> **Aim**: Print all of the material below verbatim, leaving the pictures out of your answer.

> **Task input**:
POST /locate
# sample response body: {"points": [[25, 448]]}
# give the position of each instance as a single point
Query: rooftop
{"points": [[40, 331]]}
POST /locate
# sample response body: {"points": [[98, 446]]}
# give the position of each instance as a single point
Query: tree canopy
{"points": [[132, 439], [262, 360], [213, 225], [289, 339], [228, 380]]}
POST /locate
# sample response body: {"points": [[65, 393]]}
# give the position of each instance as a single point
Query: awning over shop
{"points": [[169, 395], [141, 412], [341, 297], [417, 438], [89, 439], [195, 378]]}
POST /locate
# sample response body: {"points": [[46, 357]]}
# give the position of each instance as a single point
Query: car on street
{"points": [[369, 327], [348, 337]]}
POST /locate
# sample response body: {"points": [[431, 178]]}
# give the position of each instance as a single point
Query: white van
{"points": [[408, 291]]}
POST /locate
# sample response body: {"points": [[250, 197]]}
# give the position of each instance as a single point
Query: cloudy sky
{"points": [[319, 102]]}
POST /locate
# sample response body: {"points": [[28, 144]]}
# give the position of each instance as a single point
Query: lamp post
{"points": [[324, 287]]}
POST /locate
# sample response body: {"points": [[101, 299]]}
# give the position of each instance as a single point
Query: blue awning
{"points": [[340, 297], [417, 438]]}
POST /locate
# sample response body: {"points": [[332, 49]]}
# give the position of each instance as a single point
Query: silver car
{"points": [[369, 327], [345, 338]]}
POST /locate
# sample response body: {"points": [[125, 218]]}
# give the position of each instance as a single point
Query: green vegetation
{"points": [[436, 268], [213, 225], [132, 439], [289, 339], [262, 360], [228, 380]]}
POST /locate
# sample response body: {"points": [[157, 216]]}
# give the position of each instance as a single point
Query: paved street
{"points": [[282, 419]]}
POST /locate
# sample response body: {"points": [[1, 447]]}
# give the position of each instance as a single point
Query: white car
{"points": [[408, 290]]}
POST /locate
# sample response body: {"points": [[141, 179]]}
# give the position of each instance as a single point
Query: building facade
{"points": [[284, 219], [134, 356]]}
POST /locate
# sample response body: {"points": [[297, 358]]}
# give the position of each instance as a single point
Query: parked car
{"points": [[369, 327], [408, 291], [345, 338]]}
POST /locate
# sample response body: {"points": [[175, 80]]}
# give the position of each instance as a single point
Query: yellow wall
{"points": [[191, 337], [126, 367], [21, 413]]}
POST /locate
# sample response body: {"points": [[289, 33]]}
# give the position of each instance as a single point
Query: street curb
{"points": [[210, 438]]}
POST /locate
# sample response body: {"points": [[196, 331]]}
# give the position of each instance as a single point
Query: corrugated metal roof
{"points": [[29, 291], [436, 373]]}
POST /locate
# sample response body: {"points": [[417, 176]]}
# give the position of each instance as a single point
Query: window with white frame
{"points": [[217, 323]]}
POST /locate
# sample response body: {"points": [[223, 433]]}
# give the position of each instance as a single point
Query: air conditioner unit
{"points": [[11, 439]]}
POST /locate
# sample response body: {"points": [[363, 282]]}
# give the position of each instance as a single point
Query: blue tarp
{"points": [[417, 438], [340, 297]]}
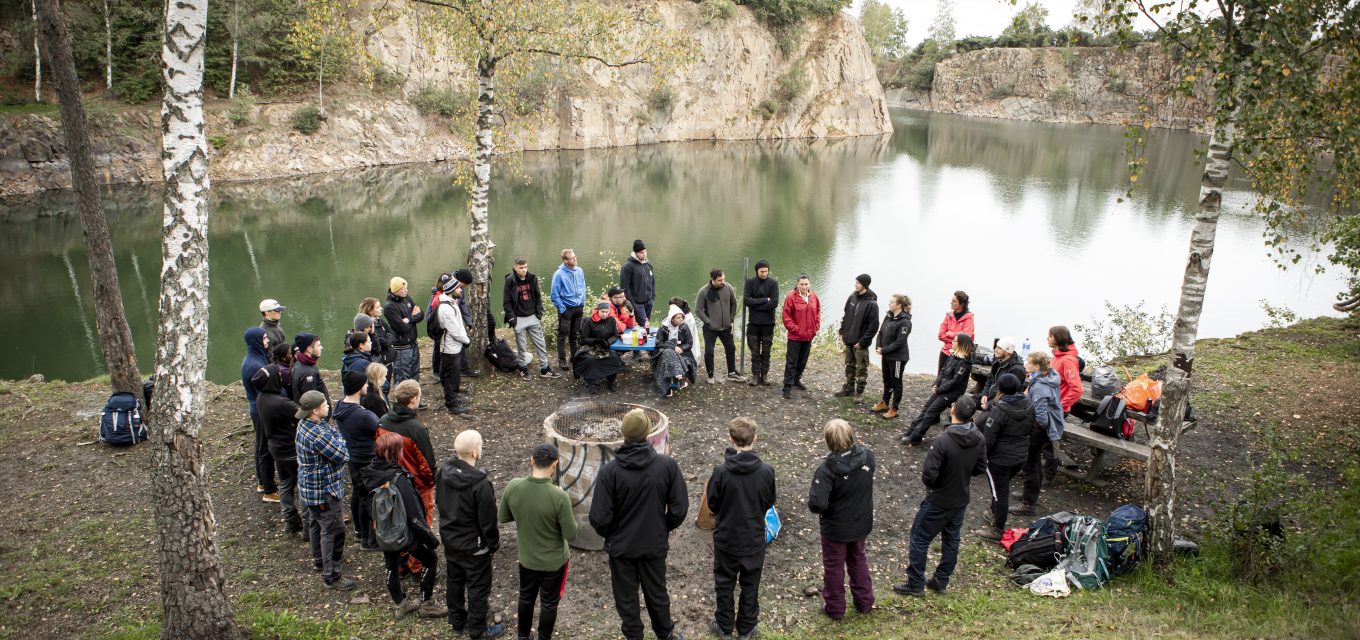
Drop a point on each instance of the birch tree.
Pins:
(498, 40)
(192, 578)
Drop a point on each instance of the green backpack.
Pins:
(1085, 553)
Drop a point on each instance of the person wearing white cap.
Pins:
(272, 311)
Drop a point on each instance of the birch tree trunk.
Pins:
(479, 254)
(1163, 436)
(191, 567)
(114, 337)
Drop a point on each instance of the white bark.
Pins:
(191, 567)
(1160, 483)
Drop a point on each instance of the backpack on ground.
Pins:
(1087, 556)
(120, 423)
(391, 526)
(502, 356)
(1124, 536)
(1110, 417)
(1105, 381)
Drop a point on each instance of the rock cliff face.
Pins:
(726, 93)
(1079, 84)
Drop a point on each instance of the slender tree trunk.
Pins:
(114, 337)
(191, 567)
(479, 256)
(1159, 489)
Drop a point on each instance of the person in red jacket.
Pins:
(801, 320)
(1065, 362)
(959, 320)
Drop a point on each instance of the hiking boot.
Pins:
(407, 608)
(431, 609)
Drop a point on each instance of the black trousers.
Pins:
(729, 349)
(467, 590)
(796, 360)
(569, 332)
(626, 575)
(729, 571)
(450, 377)
(547, 587)
(760, 339)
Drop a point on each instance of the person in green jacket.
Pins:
(544, 525)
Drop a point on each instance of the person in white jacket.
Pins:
(450, 347)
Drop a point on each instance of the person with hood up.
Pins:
(639, 498)
(949, 385)
(740, 492)
(949, 466)
(892, 347)
(469, 534)
(359, 428)
(257, 355)
(958, 321)
(858, 326)
(1007, 430)
(278, 419)
(385, 470)
(762, 299)
(842, 496)
(673, 360)
(801, 322)
(595, 360)
(1046, 432)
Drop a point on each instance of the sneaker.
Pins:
(903, 589)
(342, 584)
(407, 608)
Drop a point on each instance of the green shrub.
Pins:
(306, 120)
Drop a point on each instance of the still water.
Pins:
(1023, 216)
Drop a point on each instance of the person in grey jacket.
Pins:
(716, 306)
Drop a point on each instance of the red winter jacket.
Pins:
(801, 318)
(951, 328)
(1065, 363)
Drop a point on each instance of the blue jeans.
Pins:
(933, 521)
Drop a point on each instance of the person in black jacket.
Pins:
(384, 470)
(949, 385)
(892, 347)
(469, 534)
(639, 498)
(278, 417)
(948, 469)
(762, 299)
(740, 492)
(1007, 430)
(305, 377)
(858, 325)
(842, 496)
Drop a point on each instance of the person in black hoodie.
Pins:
(842, 496)
(762, 299)
(1007, 430)
(949, 385)
(949, 466)
(892, 347)
(278, 417)
(858, 325)
(740, 492)
(469, 534)
(639, 498)
(359, 428)
(385, 470)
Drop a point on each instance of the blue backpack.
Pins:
(1124, 536)
(120, 423)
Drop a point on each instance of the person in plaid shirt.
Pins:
(321, 459)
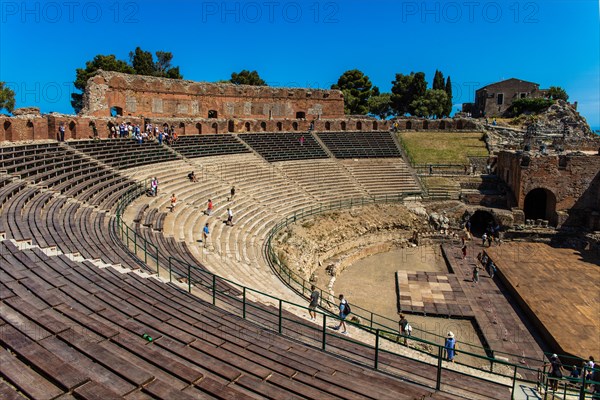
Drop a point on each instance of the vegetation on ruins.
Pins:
(7, 98)
(357, 89)
(443, 147)
(411, 96)
(245, 77)
(557, 93)
(141, 62)
(381, 105)
(531, 105)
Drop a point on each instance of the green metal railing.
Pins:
(249, 304)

> **Answer to this task**:
POST /locate
# sample response body: {"points": [[25, 448]]}
# give the position of each instance as a single point
Query: rooftop
{"points": [[40, 331]]}
POST /locate
# sample response body: {"points": [[98, 446]]}
# give the position of each instance as a single point
Query: tree canopy
{"points": [[132, 439], [262, 360], [213, 225], [289, 339], [228, 380]]}
POST /locate
# sample response body: {"points": [[65, 393]]}
# give the position of each instance as a single point
Query: awning over shop
{"points": [[169, 395], [141, 412], [341, 297], [417, 438], [89, 439], [195, 378]]}
POST /locate
# sample response body: {"points": [[46, 357]]}
# give the position of each instance as a single point
Query: car on street
{"points": [[369, 327], [348, 337]]}
POST /locate
# sample response body: {"points": [[431, 178]]}
# give the position of each instance as a single point
Query: white van
{"points": [[408, 291]]}
POST /locate
# sample response body: {"points": [[250, 197]]}
# give the position of each instance as a single point
Query: cloudy sky
{"points": [[319, 102]]}
POST /locate
# sample response body: {"points": [[28, 144]]}
# give the position of each instance as a single point
Query: lamp post
{"points": [[324, 287]]}
POST /locate
# sample response body: {"points": [[101, 299]]}
# give the position of each instance as a single point
Query: blue awning
{"points": [[340, 297], [417, 438]]}
POST /locate
# sample response body: {"points": [[332, 49]]}
# give the position of each instance as a single point
Query: silver car
{"points": [[369, 327], [345, 338]]}
POST /locate
# sample response body: {"points": [[125, 218]]}
# give the position of each instance as a single point
Query: green vegetation
{"points": [[436, 268], [213, 225], [132, 439], [289, 339], [262, 360], [228, 380]]}
POST /locate
# sample response body: {"points": [[157, 216]]}
# give the position of each instance as a single point
Query: paved street
{"points": [[282, 419]]}
POST /locate
# sample response body: {"points": [[1, 447]]}
# give the position of each instance as a single point
Query: white car
{"points": [[408, 290]]}
POST /locate
# sample response body: {"points": [[141, 179]]}
# give the position of each instance as a single point
Query: building facade
{"points": [[284, 219], [134, 356]]}
POST /locate
# sample response body: {"points": [[297, 358]]}
# give the position of each instance as a single point
Query: parked car
{"points": [[369, 327], [408, 291], [345, 338]]}
POST /locate
# sample response body: {"points": [[175, 80]]}
# give the position of each instance as a single point
Query: yellow wall
{"points": [[191, 337], [126, 367], [21, 413]]}
POST /locate
# sample response body: {"points": [[289, 33]]}
# give the position of each instance as a single point
Query: street curb
{"points": [[210, 438]]}
POST /locate
# sample response body: {"points": [[196, 331]]}
# give the position of each instance as a single point
Query: corrugated metal roof
{"points": [[29, 291], [436, 373]]}
POST /locate
# sample response body: {"points": [[417, 176]]}
# give the position of each instance as a single point
Query: window with white frame
{"points": [[217, 323]]}
POST /locate
# sample response body: {"points": [[223, 433]]}
# give the position of each instance as a single point
Query: air conditioner unit
{"points": [[11, 439]]}
POST /locate
# sample response body: {"points": [[363, 282]]}
# give the position of each instance as a single point
Query: blue tarp
{"points": [[417, 438], [340, 297]]}
Drop a point on each instance of the birch tree.
Pins:
(498, 40)
(192, 578)
Drop a point on each instance of the green backpack.
Pins:
(1085, 553)
Drop a point on each instance of the person wearing white cap.
Pins:
(272, 311)
Drop a point on each instance of the birch tree trunk.
Pins:
(479, 254)
(1163, 436)
(191, 567)
(114, 337)
Drop a point on each instance of the white bark.
Pins:
(191, 567)
(1160, 483)
Drop a point on each instance of the backpack on ground.
Pins:
(1087, 556)
(120, 423)
(391, 526)
(502, 356)
(1124, 536)
(1110, 417)
(1105, 381)
Drop a point on each instance of the rock cliff face.
Pins:
(726, 93)
(1079, 84)
Drop a point on each instance of the slender tree trunk.
Pins:
(114, 337)
(191, 567)
(479, 256)
(1159, 489)
Drop a point on each instance of the person in red jacket.
Pins:
(801, 320)
(1065, 362)
(959, 320)
Drop a point on each instance of the hiking boot.
Pins:
(407, 608)
(431, 609)
Drop a point on each instance of the black trousers.
Pins:
(729, 349)
(467, 590)
(796, 360)
(569, 332)
(626, 575)
(729, 571)
(450, 377)
(547, 587)
(760, 339)
Drop a point on each instance of the person in green jacket.
Pins:
(544, 525)
Drop a point on each instance of the person in white jacket.
Pins:
(450, 347)
Drop a point on each instance of the person with hood up.
Pins:
(639, 498)
(949, 385)
(740, 492)
(949, 466)
(892, 347)
(469, 534)
(359, 428)
(257, 355)
(958, 321)
(858, 326)
(1007, 430)
(278, 419)
(385, 470)
(762, 299)
(842, 496)
(673, 360)
(801, 322)
(595, 360)
(1046, 432)
Drop a point on each instance of the sneaker.
Pins:
(903, 589)
(342, 584)
(407, 608)
Drop a point on each instance of the green shrub.
Pins:
(306, 120)
Drop a point on each instance of the still water.
Pins:
(1023, 216)
Drop a point on each instance of the person in grey jacket.
Pins:
(716, 306)
Drop a point on each instance of the red winter jacket.
Pins:
(801, 318)
(951, 328)
(1065, 363)
Drop a point on each instance of the blue jeans.
Pins:
(933, 521)
Drop a point on each instance of the person in black jacket.
Pins:
(384, 470)
(949, 385)
(892, 347)
(469, 534)
(639, 498)
(278, 417)
(948, 469)
(762, 299)
(740, 492)
(1007, 430)
(305, 377)
(858, 325)
(842, 496)
Drop a point on each instance of the person in black hoodie.
Pins:
(842, 496)
(762, 299)
(1007, 430)
(949, 385)
(949, 466)
(892, 347)
(278, 417)
(858, 325)
(740, 492)
(469, 534)
(639, 498)
(359, 428)
(385, 470)
Drop a point on each instance of the blue backpack.
Pins:
(1124, 536)
(120, 423)
Drop a point on each instance of the person in plaid shirt.
Pins:
(321, 459)
Drop a point on each instance of the vegetation on ruins.
Pins:
(7, 98)
(357, 89)
(443, 147)
(411, 96)
(245, 77)
(557, 93)
(141, 62)
(381, 105)
(531, 105)
Drop a point on each instance of the green metal railing.
Pins:
(249, 304)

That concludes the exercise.